◆ PROBLEMS TO WORK ON
A. From the mailing-list digest's list of subjects, give every subject title credited to a contributor whose first name is Mordechai.
B. Quote the part of the mailing-list digest that opens with the words containing "[Avi Feldblum]" and closes with "can we celebrate?".
C. Extend the mailing-list digest's message on the source for the 120-year limit, picking up after its final sentence.

◆ EXTRACT PROVIDED
################

Volume 23 Number 32
                       Produced: Wed Mar  6 22:40:55 1996

Subjects Discussed In This Issue: 

         [Avi Feldblum]
120 yrs; Mishlo'ach Manos
         [Mordechai Torczyner]
A ray of light in the darkness
         [Shmuel Himelstein]
A Torah thought at this aweful time
         [Shmuel Himelstein]
Eruv = Walled City?
         [Yeshaya Halevi]
Haman's Calculations
         [Elozor Preil]
How can we celebrate?
         [Eliyahu Shiffman]
I am a Jerusalemite
         [Israel Rosenfeld]
Lesson from the Megillah
         [Moishe Kimelman]
Pesach and list of Days
         [Chaim Schild]
Purim question:  Homon in a pot
         [Mordechai Perlman]
Purim question:  Obligation of Mishloach Monos
         [Mordechai Perlman]
Terrorism on a Bus
         [Steve Gindi]


From: Avi Feldblum <feldblum@...>
Date: Wed, 6 Mar 1996 22:35:12 -0500
Subject: Administrivia

Hello All,

This has been a bit of a tough early week for electronic lists. Someone
tried a version of spamming, where they forged email messages
subscribing real and fake addresses to all the email lists they could
find. Since Shamash hosts many lists, that meant the listproc got hit
with repeated requests to join 250+ lists. That, together with the
bounced messages generated from the bad address requests, was enough to
basically bring the system to it's knees. A few of us worked to stop any
additional requests from getting through, and then to remove all the
bogus subscriptions from all the shamash lists. As a result, you did not
get a chance to see the Purim edition before Purim. This evening I will
send out a number more of the Purim messages, even though we are already
somewhat passed even Shushan Purim.



From: Mordechai Torczyner <mat6263@...>
Date: Mon, 4 Mar 1996 02:00:40 -0500 (EST)
Subject: 120 yrs; Mishlo'ach Manos

	Thanks to Rabbi Moshe Bernstein, I have a source for the 120 year 
limit. There is a Midrash, brought in Midrash Rabbah as well as in 
certain old Targumim, indicating that Hashem chose to begin shortening 
human lifespan in a move designed to shrink the human ego. I hope to post 
the Midrash's exact location soon...

################

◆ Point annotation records
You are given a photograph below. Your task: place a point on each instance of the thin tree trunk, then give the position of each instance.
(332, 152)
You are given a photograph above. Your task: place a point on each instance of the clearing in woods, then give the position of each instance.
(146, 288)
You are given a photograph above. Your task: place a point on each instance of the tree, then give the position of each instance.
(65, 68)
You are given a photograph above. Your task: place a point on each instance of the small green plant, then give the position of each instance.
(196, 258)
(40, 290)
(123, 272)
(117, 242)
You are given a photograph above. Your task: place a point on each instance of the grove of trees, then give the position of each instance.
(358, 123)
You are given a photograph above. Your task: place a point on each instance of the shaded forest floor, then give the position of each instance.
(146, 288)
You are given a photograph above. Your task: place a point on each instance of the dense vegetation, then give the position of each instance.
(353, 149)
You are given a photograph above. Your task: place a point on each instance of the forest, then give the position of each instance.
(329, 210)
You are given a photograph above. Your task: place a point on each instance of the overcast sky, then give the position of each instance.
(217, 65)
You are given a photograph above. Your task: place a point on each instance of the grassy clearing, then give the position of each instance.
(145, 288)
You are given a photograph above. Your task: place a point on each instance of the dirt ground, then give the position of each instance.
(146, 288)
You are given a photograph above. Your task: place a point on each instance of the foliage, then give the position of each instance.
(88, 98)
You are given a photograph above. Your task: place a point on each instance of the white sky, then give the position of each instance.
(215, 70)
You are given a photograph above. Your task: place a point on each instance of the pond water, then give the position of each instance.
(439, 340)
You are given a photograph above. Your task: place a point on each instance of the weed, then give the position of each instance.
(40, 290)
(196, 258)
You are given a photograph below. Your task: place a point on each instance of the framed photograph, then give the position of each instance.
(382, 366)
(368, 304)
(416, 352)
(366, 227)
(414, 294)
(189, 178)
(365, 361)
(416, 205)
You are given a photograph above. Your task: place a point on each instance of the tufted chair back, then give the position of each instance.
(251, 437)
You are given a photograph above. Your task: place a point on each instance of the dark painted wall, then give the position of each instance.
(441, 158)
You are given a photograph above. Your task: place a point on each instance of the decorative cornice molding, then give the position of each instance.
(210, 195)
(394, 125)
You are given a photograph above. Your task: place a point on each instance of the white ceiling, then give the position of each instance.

################

◆ ANSWERS GIVEN
A.
120 yrs; Mishlo'ach Manos
Purim question:  Homon in a pot
Purim question:  Obligation of Mishloach Monos

B.
[Avi Feldblum]
120 yrs; Mishlo'ach Manos
         [Mordechai Torczyner]
A ray of light in the darkness
         [Shmuel Himelstein]
A Torah thought at this aweful time
         [Shmuel Himelstein]
Eruv = Walled City?
         [Yeshaya Halevi]
Haman's Calculations
         [Elozor Preil]
How can we celebrate?

C.
	On a different note, it seems as though every Yeshiva Day School 
student has heard that the 2 Types of Food for Mishlo'ach Manos should be 
of 2 separate Berachos. I cannot find a source for this idea in any of 
the standard Sefarim, which includes the Rambam, Shulchan Aruch, and 
their commetnaries, as well as the later Kitzur Shulchan Aruch, Chayyei 
Adam, Mishnah Berurah, Aruch HaShulchan, Teshuvos VeHanhagos, and various 
compilations of Hilchos Purim. Not only that, but it this rule is in 
direct contradiction the language of the Rambam and Shulchan Aruch, which 
say that one can (should?) use 2 portions of meat; as of now, I only now 
of "SheHakol" Meat (although if we can claim to have Mezonos bread, can 
Mezonos Meat be so strange?...)
	So does anyone have a source for this widespread custom?
						Mordechai Torczyner


From: Shmuel Himelstein <himelstein@...>
Date: Wed, 6 Mar 1996 20:40:22 +0200 (IST)
Subject: A ray of light in the darkness

As you are all probably aware, security has been beefed up tremendously
in Jerusalem, to the extent that we have soldiers at many bus stops and
other areas.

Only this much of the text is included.